#### [Provided passage]
Eldritch Horror
Some blessed person in FFG's otherwordly cult decided that the city of Arkham wasn't enough for their Lovecraftian adventure games, and as a result, they released Eldritch Horror in 2013. Instead of surveying the dank streets of Arkham, Eldritch Horror takes you to the entire world in an Indiana Jones-esque quest to stop those pesky unknowable entities from beyond space and time from using your reality as a fleshlight. Eldritch Horror uses a lot of the same mechanics of Arkham Horror, only the scope is much, much larger. Gates encompass entire cities, a productive turn of moving around can take you from Cape Town to Mexico City and, as always, the game will heap atrocious amounts of hate on you.
It's not quite as difficult as Arkham Horror but it is in many ways better than its cousin game - It plays faster, is less fiddly and has even more flavor than Arkham Horror. The mileage-may-vary issue is that the game is fucking stupid, like a Lovecraft-inspired B-film. Your characters may kill mobs of Zombies, two Deep Ones and a Byakhee with a single stick of Dynamite, the encounters are entirely random and makes it sound like the evil cults are on literally every street corner, and best of all, you characters gets so fucking mangled, indebted, tortured and generally ruined that losing them feels like a mercy. On the other hand, some lucky card draws can make the game much easier and make you feel like Sly Marbo outfitted with the Necronomicon, a .44 Winchester, several packages of Whiskey and a raging hard-on for the destruction of the abominations beyond space and time.
This section was borrowed from the wiki page on Arkham Horror. It's an apt summary, but why not give it its own page?
Indeed, imagine a game where you're basically playing a Scooby-Doo Gang of random 1920s archetypes, trying to prevent motherfucking Cthulhu from trying to bust in and wreck Earth. If you're lucky you'll end up with a gang consisting of an almighty wizard, a mystery solving clue-sniffer akin to Sherlock Holmes and a blood-drenched murderhobo who'd make even Ash from Evil Dead blush. Of course, if you're unlucky the player characters will constantly be at deaths door, on the run from evil cultists (Not the fun kind) and cthonic horrors trying to destroy the world.

#### [Given task A]
Which cities does the text on Eldritch Horror name?

#### [Exercise input]
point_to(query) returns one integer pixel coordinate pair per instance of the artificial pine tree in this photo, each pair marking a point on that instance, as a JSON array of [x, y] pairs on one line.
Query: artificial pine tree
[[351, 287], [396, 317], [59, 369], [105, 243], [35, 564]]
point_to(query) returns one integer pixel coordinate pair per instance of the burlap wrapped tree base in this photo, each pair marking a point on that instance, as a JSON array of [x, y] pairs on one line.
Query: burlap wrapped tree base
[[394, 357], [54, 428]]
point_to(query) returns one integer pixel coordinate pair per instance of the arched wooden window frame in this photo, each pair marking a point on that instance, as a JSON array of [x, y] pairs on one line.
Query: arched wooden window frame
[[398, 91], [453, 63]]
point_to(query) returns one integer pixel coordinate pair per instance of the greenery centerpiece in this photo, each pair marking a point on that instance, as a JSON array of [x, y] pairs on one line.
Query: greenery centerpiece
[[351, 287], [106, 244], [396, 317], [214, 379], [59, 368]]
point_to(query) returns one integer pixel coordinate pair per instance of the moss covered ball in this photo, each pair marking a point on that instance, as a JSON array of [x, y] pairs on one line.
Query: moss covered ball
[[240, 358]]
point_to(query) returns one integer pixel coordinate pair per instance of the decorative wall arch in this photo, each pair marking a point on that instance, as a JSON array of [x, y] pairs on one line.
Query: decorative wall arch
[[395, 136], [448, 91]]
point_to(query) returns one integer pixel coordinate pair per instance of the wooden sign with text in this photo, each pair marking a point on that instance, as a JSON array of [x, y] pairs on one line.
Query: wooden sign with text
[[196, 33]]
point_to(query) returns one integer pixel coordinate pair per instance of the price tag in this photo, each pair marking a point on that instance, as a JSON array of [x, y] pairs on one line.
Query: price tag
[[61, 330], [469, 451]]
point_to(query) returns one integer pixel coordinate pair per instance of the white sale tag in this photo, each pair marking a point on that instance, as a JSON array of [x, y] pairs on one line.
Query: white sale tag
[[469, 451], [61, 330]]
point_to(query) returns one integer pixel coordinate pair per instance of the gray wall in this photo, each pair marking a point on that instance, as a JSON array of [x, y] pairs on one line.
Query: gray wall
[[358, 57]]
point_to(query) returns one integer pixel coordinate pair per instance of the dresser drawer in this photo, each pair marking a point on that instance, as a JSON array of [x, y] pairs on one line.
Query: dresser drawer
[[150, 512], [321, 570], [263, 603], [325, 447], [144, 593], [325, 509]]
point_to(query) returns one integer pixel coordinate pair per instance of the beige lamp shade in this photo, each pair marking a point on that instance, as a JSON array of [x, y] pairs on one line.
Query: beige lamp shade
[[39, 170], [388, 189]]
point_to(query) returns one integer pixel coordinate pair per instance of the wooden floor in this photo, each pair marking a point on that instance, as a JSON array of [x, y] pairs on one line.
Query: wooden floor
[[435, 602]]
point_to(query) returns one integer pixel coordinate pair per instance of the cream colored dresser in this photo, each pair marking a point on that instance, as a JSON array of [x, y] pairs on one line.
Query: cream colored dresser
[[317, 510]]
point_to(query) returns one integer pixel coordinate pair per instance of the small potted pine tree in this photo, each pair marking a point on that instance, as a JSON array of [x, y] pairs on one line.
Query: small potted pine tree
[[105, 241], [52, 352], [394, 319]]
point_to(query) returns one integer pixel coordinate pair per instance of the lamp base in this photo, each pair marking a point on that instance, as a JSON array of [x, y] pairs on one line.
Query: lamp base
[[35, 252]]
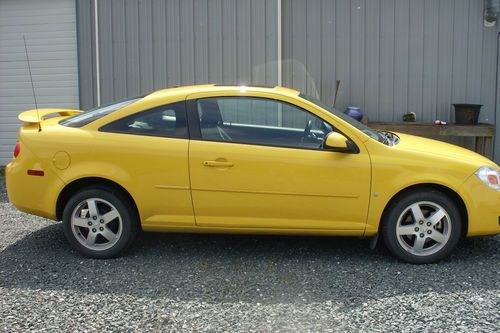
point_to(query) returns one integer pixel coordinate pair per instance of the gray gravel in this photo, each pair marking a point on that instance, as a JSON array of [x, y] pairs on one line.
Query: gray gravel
[[174, 282]]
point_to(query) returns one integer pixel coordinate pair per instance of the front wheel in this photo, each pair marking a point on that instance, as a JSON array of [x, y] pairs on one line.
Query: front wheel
[[99, 223], [422, 227]]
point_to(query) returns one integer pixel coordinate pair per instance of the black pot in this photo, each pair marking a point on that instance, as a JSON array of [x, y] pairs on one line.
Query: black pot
[[467, 114]]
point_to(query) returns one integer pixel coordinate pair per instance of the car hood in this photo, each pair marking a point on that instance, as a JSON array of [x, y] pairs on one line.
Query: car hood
[[442, 150]]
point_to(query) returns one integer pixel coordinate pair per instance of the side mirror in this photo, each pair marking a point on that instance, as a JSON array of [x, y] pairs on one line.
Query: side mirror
[[337, 142]]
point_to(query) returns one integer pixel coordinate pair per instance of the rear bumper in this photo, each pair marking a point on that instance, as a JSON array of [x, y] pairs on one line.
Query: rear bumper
[[35, 195], [483, 205]]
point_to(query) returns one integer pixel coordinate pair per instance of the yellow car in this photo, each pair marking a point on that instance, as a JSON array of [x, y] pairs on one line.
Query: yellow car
[[234, 159]]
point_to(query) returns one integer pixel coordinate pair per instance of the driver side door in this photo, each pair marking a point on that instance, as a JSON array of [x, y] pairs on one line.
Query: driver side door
[[259, 163]]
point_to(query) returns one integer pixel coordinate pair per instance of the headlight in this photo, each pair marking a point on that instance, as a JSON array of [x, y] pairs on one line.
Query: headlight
[[489, 176]]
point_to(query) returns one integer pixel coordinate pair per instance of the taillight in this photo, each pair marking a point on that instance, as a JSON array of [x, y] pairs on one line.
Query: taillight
[[17, 149]]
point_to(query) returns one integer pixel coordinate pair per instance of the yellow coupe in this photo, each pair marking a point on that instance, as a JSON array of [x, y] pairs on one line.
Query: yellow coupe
[[233, 159]]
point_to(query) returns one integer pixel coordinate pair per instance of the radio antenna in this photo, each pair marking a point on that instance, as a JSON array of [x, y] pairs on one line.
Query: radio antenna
[[32, 86]]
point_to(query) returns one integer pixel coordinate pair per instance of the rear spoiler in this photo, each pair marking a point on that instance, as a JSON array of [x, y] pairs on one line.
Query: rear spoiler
[[35, 116]]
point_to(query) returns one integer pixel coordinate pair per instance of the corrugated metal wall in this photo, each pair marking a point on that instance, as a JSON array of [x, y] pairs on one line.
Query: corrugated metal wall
[[150, 44], [392, 56]]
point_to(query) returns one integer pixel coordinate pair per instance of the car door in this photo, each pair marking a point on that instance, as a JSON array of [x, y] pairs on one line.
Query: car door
[[151, 147], [259, 163]]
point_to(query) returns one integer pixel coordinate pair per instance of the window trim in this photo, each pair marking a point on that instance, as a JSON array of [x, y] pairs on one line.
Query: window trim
[[153, 109], [195, 126]]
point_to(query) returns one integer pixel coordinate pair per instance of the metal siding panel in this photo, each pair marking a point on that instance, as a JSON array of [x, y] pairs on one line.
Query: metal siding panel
[[243, 38], [229, 31], [271, 41], [299, 46], [159, 44], [372, 59], [200, 42], [387, 31], [146, 46], [401, 58], [173, 42], [342, 52], [357, 50], [287, 43], [327, 84], [488, 82], [445, 59], [119, 50], [106, 57], [258, 34], [474, 53], [215, 64], [459, 65], [85, 51], [416, 57], [430, 69], [132, 47], [497, 115], [313, 48]]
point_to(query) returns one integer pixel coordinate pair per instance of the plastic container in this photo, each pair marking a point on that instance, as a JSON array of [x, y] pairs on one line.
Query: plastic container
[[467, 114]]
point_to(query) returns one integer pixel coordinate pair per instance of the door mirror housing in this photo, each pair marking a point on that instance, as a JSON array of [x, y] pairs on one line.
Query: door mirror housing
[[339, 143]]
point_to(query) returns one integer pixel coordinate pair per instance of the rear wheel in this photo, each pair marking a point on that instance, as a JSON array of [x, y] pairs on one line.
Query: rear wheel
[[99, 223], [422, 227]]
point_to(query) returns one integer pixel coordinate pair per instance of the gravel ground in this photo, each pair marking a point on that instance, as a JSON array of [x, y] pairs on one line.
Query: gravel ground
[[174, 282]]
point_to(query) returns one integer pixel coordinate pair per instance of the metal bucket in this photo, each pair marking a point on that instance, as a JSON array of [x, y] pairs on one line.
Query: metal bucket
[[467, 114]]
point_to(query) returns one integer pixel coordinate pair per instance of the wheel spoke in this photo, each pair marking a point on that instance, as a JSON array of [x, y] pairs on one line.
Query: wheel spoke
[[437, 216], [91, 238], [92, 205], [110, 216], [406, 230], [108, 234], [80, 222], [438, 237], [418, 246], [417, 212]]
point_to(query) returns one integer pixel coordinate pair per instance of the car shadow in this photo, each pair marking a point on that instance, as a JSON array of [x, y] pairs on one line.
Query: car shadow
[[230, 268]]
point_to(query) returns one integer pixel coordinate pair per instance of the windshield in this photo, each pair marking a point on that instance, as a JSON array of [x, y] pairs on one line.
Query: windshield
[[89, 116], [360, 126]]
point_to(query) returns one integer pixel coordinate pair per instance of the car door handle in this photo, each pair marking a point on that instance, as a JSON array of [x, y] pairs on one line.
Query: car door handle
[[218, 164]]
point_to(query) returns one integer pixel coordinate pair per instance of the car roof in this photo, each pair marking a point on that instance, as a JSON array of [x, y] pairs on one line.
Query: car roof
[[187, 90]]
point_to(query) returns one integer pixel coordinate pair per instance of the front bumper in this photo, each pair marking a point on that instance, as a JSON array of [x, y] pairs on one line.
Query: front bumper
[[483, 206]]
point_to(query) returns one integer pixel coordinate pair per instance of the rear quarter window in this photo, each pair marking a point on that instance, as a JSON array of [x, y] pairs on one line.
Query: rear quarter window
[[91, 115], [165, 121]]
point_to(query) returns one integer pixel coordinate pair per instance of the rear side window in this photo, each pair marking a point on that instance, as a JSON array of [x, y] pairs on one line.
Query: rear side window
[[166, 121], [89, 116]]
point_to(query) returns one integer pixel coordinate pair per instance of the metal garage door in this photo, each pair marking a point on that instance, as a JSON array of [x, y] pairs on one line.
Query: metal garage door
[[49, 27]]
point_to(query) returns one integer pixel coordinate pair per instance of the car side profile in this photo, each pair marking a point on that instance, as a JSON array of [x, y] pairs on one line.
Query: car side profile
[[234, 159]]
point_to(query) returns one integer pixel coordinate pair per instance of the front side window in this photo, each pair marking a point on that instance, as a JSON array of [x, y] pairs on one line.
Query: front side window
[[166, 120], [260, 121]]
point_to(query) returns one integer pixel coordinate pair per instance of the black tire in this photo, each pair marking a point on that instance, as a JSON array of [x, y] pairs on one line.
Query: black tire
[[399, 219], [125, 223]]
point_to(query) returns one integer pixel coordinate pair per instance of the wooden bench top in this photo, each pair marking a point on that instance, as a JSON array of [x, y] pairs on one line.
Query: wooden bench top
[[428, 129]]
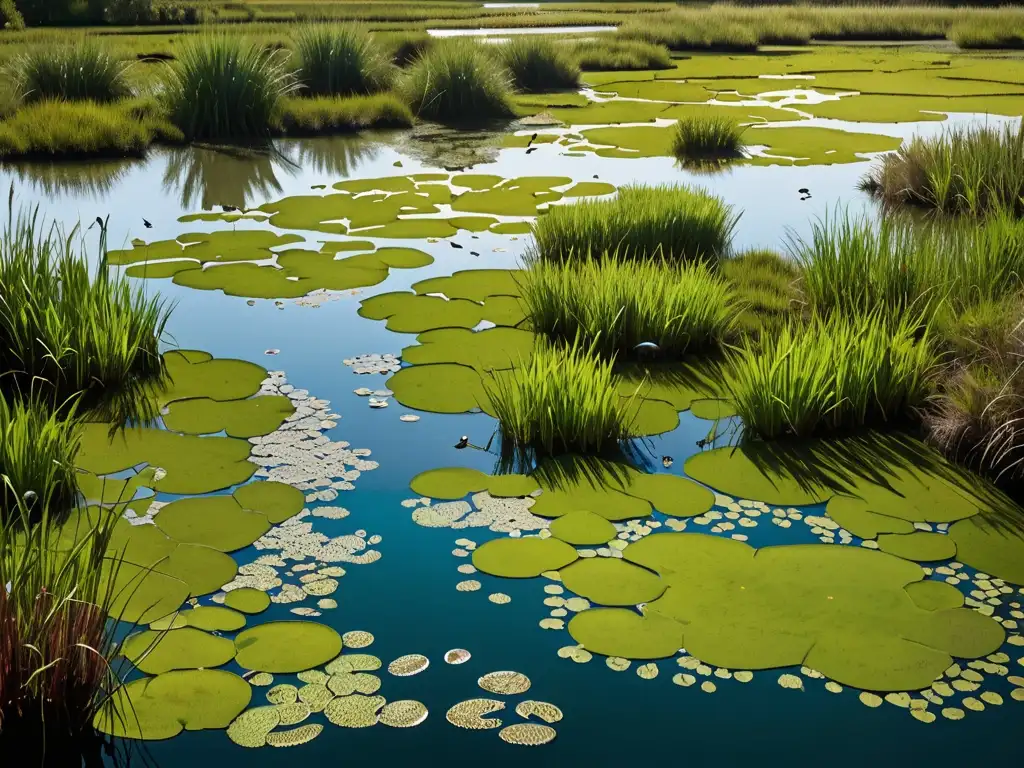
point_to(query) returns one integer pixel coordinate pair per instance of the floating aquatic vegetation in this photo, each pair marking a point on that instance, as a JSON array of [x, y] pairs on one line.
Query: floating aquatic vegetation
[[295, 736], [409, 665], [505, 683], [527, 734], [253, 726], [286, 646], [470, 714], [403, 714], [457, 655], [357, 639], [285, 693], [354, 711]]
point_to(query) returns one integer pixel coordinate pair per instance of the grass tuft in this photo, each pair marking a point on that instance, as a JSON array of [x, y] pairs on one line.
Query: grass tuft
[[614, 53], [707, 139], [222, 87], [612, 305], [835, 375], [975, 170], [538, 65], [673, 222], [562, 400], [70, 73], [458, 82], [341, 60]]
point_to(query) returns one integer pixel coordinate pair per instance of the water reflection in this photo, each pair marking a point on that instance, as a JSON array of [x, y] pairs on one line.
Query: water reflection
[[92, 178]]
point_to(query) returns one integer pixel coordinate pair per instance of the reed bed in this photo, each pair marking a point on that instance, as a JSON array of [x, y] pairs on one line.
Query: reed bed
[[562, 400], [67, 329], [705, 139], [222, 87], [80, 72], [458, 82], [974, 170], [854, 265], [678, 223], [611, 53], [538, 65], [612, 305], [830, 376], [341, 60]]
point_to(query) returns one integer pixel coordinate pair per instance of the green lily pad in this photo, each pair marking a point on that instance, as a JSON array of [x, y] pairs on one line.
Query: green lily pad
[[158, 708], [672, 495], [619, 632], [287, 646], [245, 419], [155, 652], [920, 546], [194, 465], [611, 582], [442, 388], [522, 558], [276, 501], [990, 546], [582, 527], [248, 600], [216, 521]]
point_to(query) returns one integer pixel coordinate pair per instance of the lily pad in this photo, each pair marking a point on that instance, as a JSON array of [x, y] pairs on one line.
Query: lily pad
[[287, 646], [522, 558]]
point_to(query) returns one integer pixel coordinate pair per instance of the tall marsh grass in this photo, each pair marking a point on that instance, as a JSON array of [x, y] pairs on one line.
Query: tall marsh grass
[[222, 87], [538, 65], [80, 72], [855, 265], [341, 60], [612, 305], [668, 221], [707, 139], [975, 170], [562, 400], [833, 375], [68, 328], [458, 82]]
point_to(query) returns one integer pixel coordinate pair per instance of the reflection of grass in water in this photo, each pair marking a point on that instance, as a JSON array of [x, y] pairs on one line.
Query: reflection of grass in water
[[215, 175], [336, 156], [94, 177]]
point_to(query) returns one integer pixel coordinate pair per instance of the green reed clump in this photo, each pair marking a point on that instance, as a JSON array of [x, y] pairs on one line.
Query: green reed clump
[[37, 459], [458, 82], [974, 170], [855, 265], [342, 115], [222, 87], [538, 65], [341, 60], [765, 285], [80, 72], [705, 138], [612, 304], [563, 399], [612, 53], [68, 328], [56, 641], [675, 222], [832, 375]]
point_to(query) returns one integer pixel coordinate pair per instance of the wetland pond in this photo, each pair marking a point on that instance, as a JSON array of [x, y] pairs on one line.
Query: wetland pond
[[856, 645]]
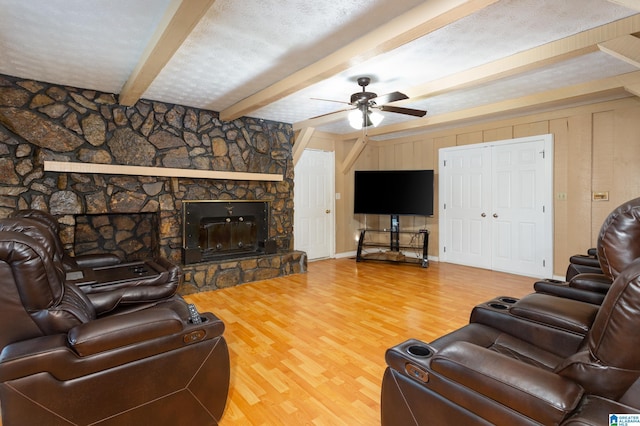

#### [Given task B]
In the records, convert the lines starting at the one containing "of the door" and ending at the one containing "[[339, 143]]" into a JSON list of strings, one string per line.

#### [Full answer A]
Arkham, Cape Town, Mexico City

#### [Full answer B]
[
  "point_to(query) returns one integer pixel coordinate pair per instance of the door mirror housing in this photo, each pair marking a point on that instance, as a JSON array of [x, y] pairs on one line.",
  "Query: door mirror housing",
  "[[339, 143]]"
]